*Assigned task 1*.
Copy, word for word, the part of the report on the Red Fort explosion that runs from "India has confirmed" up to and including "than a decade.".
*Assigned task 2*.
Continue the report on the Red Fort explosion in Delhi, starting after its last sentence.

*Passage provided*.
——

India has confirmed it is treating the explosion that killed 12 people outside Delhi’s Red Fort on Monday as a “terror incident” perpetrated by “anti-national forces”.
The statement by the cabinet, led by the prime minister, Narendra Modi, confirmed mounting speculation that a terrorist attack was behind the blast that took place during peak time in one of the capital’s busiest areas and outside one of India’s major landmarks.
The force of the explosion, from a car that was driving in bumper-to-bumper traffic, threw bodies into the air and caused nearby vehicles to catch fire. By Wednesday, the number of dead rose to 12 after several people died from their injuries, while more than 30 others were wounded. It was the deadliest terrorist attack in Delhi for more than a decade.
The cabinet statement on Wednesday night condemned what it called a “dastardly and cowardly act that has led to the loss of innocent lives” and vowed justice for the lives lost.
The national investigation agency, India’s anti-terrorism squad, were handling the investigation and a case was filed by police under the country’s anti-terror law. Declaring the case a terrorism incident gives investigators expansive powers to carry out raids and arrests.
The cabinet statement did not give any further details on the nature of the terrorism behind the attack. However, earlier in the day police confirmed they had detained five people in the Pulwama district of the disputed region of Kashmir in connection with the attack.

——

*Dataset records*.
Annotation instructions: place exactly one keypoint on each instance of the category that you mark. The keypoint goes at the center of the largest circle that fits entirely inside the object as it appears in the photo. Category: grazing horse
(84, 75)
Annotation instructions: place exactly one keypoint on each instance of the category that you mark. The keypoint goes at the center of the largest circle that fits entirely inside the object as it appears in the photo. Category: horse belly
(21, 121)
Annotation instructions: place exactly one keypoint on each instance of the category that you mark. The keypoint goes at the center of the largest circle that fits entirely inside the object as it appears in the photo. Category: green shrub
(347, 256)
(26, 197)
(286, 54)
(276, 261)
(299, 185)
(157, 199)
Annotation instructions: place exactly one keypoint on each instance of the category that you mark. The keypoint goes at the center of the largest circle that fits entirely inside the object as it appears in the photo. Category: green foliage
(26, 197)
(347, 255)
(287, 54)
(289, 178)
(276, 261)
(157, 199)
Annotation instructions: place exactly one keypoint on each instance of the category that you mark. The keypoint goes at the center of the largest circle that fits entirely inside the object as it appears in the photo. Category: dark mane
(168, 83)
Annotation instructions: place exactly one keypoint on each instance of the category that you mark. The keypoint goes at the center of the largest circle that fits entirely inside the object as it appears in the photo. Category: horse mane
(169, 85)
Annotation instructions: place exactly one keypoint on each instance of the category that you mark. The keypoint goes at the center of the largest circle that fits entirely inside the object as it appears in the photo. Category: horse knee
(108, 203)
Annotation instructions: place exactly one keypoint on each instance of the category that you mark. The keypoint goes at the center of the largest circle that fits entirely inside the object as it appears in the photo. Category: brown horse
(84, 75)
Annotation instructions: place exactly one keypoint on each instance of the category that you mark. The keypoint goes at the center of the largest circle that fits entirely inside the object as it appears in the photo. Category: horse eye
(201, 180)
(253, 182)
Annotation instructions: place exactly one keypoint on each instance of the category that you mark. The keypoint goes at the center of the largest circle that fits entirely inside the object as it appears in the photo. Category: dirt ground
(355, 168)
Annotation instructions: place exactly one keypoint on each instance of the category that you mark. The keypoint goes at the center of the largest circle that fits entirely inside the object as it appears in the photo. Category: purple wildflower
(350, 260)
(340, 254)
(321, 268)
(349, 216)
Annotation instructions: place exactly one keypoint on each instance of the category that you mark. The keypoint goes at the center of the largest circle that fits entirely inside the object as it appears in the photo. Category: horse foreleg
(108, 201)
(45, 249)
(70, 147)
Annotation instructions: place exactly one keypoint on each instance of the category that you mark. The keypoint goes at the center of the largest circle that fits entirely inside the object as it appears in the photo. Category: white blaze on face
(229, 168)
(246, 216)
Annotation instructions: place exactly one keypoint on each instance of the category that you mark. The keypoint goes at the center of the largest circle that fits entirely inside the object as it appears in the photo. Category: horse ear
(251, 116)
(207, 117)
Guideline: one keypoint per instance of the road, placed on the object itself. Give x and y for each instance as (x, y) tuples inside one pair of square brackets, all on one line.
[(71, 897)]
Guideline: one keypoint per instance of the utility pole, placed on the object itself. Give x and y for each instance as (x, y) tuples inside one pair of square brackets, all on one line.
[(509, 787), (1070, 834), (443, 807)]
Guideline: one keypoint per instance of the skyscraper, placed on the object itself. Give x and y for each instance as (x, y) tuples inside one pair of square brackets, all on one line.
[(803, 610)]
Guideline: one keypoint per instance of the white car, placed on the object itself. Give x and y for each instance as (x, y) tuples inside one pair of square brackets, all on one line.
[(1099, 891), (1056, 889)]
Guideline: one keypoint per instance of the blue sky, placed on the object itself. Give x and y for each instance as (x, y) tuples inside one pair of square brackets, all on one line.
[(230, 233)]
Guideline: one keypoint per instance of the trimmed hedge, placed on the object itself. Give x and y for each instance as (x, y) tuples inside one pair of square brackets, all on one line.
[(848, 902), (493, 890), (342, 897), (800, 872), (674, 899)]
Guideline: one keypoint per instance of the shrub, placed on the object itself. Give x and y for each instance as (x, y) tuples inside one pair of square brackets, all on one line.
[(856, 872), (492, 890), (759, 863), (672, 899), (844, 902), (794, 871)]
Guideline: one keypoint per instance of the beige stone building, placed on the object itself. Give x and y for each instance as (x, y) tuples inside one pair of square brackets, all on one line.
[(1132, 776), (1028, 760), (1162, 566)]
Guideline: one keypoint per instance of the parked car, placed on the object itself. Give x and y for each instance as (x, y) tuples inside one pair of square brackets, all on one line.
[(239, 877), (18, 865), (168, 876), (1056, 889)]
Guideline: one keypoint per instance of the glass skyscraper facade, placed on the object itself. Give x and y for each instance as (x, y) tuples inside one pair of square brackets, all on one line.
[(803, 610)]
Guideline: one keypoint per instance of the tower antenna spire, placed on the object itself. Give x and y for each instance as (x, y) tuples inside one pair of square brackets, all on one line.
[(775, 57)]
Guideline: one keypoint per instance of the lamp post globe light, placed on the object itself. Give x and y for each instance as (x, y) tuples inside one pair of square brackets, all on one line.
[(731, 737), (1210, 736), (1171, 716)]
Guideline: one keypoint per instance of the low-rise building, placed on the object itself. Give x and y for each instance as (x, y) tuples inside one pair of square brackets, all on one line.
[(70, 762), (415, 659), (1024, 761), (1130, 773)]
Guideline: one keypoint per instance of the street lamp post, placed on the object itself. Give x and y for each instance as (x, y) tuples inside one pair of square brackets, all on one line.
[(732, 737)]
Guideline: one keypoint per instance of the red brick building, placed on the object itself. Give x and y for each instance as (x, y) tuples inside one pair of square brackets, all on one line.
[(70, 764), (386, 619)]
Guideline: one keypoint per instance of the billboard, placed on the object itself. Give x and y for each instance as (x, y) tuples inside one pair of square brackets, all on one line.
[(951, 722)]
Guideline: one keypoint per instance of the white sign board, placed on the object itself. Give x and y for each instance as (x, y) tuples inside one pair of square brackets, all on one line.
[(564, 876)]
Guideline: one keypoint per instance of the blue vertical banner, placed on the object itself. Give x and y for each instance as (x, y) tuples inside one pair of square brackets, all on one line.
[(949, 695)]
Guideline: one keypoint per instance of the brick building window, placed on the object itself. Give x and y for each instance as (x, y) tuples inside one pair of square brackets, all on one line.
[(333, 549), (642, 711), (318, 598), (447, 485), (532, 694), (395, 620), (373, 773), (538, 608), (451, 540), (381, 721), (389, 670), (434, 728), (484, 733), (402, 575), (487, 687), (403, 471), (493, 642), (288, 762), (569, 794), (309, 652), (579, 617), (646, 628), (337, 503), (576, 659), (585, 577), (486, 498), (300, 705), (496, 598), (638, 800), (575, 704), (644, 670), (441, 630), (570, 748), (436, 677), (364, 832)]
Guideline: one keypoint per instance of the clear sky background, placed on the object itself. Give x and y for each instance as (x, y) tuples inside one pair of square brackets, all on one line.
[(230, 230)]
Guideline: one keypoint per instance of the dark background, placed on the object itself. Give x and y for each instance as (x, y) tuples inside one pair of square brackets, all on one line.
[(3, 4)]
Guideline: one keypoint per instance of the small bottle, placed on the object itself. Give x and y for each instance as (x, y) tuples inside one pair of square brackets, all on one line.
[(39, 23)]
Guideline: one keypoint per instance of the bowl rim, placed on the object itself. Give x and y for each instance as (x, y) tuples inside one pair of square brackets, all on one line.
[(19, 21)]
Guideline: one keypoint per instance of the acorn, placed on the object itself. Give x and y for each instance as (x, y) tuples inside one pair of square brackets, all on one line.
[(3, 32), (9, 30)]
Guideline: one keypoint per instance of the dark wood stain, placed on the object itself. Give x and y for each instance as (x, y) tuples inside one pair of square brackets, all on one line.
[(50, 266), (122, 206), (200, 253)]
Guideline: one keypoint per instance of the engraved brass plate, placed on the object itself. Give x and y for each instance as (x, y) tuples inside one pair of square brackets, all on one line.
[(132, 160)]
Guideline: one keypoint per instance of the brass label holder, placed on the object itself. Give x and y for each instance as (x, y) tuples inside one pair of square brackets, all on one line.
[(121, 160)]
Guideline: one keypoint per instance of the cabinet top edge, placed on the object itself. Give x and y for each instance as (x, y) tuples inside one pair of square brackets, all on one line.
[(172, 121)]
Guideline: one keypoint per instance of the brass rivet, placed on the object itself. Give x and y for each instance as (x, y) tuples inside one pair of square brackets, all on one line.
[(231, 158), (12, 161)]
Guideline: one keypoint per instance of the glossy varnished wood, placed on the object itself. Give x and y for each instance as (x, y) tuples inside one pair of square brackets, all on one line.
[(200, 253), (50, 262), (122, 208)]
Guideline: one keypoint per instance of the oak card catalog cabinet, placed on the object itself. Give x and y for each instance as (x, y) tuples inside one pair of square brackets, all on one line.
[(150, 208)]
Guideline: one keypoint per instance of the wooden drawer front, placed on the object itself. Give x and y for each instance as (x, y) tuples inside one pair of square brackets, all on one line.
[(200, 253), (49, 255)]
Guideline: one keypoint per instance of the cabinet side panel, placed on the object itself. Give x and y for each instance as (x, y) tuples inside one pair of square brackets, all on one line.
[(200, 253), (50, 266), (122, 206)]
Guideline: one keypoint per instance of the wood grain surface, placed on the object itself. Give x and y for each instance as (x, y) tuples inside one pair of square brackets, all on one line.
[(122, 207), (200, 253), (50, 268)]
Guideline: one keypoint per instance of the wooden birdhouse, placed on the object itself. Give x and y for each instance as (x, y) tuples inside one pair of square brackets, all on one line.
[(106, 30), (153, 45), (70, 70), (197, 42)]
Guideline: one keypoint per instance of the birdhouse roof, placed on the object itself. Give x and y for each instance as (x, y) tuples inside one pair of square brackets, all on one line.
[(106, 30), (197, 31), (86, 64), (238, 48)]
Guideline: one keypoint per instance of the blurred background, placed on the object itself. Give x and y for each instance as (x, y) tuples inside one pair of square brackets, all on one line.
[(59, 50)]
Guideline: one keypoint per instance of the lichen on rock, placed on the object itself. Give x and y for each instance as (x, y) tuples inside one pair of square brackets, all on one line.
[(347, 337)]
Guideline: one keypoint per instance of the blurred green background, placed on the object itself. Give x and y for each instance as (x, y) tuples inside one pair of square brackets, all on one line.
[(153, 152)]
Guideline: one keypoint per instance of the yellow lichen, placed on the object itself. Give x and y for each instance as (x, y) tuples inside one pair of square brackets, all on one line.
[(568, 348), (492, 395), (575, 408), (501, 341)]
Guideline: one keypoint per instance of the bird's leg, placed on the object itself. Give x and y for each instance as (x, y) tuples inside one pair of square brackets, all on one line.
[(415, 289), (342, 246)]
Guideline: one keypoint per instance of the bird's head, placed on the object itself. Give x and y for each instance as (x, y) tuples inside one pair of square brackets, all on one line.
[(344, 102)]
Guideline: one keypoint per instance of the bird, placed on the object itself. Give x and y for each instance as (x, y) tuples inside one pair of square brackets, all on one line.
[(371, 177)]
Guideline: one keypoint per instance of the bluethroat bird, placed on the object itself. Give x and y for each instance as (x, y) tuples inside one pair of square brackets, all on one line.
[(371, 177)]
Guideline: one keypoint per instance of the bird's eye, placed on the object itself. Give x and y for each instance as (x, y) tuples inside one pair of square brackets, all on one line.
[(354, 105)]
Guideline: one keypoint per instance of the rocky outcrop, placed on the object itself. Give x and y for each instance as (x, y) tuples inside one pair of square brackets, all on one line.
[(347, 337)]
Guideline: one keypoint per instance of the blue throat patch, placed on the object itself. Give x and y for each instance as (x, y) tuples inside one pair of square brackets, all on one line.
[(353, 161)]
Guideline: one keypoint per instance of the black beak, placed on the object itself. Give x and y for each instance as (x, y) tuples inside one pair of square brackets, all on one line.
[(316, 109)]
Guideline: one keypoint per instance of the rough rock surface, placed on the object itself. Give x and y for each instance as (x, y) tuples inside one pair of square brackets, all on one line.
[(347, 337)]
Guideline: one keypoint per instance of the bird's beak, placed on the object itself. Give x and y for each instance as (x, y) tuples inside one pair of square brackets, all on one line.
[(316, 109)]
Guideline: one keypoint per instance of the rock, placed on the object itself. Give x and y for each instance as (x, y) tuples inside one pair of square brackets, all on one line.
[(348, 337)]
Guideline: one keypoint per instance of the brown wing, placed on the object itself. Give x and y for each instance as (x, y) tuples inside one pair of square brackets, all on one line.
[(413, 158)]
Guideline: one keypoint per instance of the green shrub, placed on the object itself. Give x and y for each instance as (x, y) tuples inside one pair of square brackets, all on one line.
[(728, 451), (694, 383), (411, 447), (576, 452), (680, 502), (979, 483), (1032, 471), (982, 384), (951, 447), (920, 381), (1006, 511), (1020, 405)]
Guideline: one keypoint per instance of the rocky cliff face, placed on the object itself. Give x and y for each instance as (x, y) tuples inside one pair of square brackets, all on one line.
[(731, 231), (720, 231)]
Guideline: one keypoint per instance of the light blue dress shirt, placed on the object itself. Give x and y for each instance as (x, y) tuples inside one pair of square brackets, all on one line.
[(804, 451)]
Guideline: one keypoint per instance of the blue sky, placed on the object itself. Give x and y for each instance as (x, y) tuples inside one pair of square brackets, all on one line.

——

*Output 1*.
India has confirmed it is treating the explosion that killed 12 people outside Delhi’s Red Fort on Monday as a “terror incident” perpetrated by “anti-national forces”.
The statement by the cabinet, led by the prime minister, Narendra Modi, confirmed mounting speculation that a terrorist attack was behind the blast that took place during peak time in one of the capital’s busiest areas and outside one of India’s major landmarks.
The force of the explosion, from a car that was driving in bumper-to-bumper traffic, threw bodies into the air and caused nearby vehicles to catch fire. By Wednesday, the number of dead rose to 12 after several people died from their injuries, while more than 30 others were wounded. It was the deadliest terrorist attack in Delhi for more than a decade.

*Output 2*.
Though the link was not directly made by police, it came after they claimed to have uncovered a “interstate and transnational terror” cell, allegedly connected to the Islamist group Jaish-e-Mohammad (JeM) operating in a state neighbouring Delhi.
The Pakistan-based insurgent group is primarily active in India-administered Kashmir, a region that has disputed between India and Pakistan since their formation in 1947.
Police said they had had uncovered 2,900kg of explosives materials, as well as chemicals, detonators and guns, in raids early on Monday morning. At least seven people, including two Kashmiri doctors, were arrested as part of the terror cell raids.
Several sources briefing India media alleged that investigators were determining whether the driver of the car that had caused the Delhi explosion was part of the same terror cell, and whether Monday night’s attack was a panicked response to the arrests and raids.
The Red Fort explosion is the first terror incident in India since Pulwama attack in April, when gunmen singled out more than 20 Hindu tourists and shot them dead. India blamed Pakistan for masterminding the attack and in May retaliated with crossborder missiles it said was targeting camps and JeM hideouts.
Pakistan denied any involvement in the Pulwama attack. It hit back with missile and drone strikes, bringing the two nuclear-armed countries the closest they had been to war in decades, before a US-led ceasefire stopped hostilities.
In the aftermath, India repeatedly vowed that any further act of terror on Indian soil would be seen as an “act of war”.
With relations already at historic lows, India’s confirmation of the Red Fort blast as a terrorism incident risks pushing the two countries back towards full hostilities that could further destabilise the region. After Monday’s Red Fort blast, the Modi cabinet reiterated that it would take a policy of “zero tolerance towards terrorism in all its forms”.
On the day after the explosion, a suicide bomber targeted a court complex in Pakistan’s capital, Islamabad, killing 12 people. The Pakistan Taliban claimed responsibility for the attack but the country’s prime minister, Shehbaz Sharif, blamed “Indian state terrorism” for being behind the blast, and alleged it took part at the “behest of India”.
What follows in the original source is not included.